PROMPT> Rewrite the material with "distant hazy mountain" replaced by "snow-capped ridge" everywhere it occurs, leaving everything else unchanged and omitting the picture.

DATA FOR THIS EXERCISE>
....................

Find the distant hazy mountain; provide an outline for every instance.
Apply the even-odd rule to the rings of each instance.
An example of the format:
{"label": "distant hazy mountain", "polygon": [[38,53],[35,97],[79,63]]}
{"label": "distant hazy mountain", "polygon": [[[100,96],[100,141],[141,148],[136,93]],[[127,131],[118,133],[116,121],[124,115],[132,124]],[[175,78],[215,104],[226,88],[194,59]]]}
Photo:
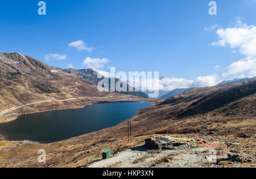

....................

WORKED SOLUTION>
Find the snow-capped ridge; provide an outline for every instance.
Apply the even-odd rule to the rings of each instance.
An example of the format:
{"label": "snow-capped ridge", "polygon": [[38,53],[35,97],[79,63]]}
{"label": "snow-capped ridge", "polygon": [[[100,96],[100,141],[141,148],[136,93]],[[127,131],[118,133],[116,121],[124,115],[132,124]],[[175,78],[215,104],[226,88],[194,59]]]}
Photo:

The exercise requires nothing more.